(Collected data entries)
>>>>>

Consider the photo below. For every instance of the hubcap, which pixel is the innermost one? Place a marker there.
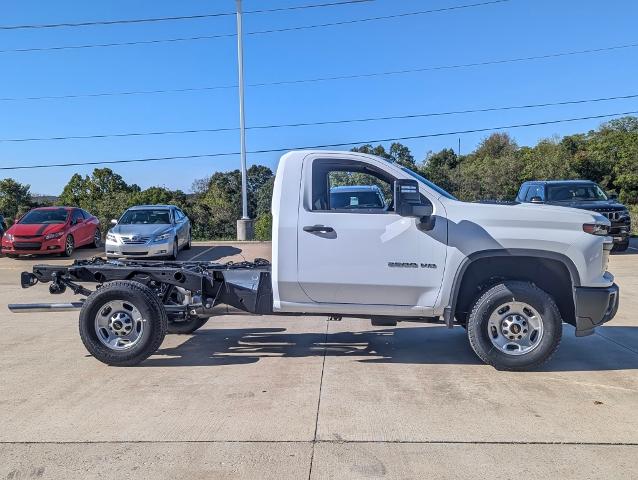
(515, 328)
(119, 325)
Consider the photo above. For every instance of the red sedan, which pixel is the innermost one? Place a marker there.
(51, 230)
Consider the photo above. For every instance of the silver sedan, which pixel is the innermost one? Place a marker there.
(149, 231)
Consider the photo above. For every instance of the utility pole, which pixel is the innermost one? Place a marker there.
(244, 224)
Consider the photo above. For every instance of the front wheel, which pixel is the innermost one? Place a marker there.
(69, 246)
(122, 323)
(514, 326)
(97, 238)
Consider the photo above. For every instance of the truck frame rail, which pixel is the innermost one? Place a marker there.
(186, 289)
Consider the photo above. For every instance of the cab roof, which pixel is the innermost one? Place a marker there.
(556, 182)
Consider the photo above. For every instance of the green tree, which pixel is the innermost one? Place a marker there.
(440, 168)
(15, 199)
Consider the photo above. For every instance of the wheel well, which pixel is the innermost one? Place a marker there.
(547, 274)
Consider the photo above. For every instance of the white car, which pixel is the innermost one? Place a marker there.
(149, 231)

<<<<<

→ **Problem requirements**:
Output must be limited to the lines beginning with the one that contains "Consider the photo above. For every instance of the wheel" and ending with the last line of the entries, reproduced exactly.

→ **Response below**:
Consider the photo above. For every instance of the wheel well, which pixel is the innermost one? Place a marker there.
(547, 274)
Consider the photo above. For every instance of the white car, which pixel is the innermost one? Place a marker there.
(149, 231)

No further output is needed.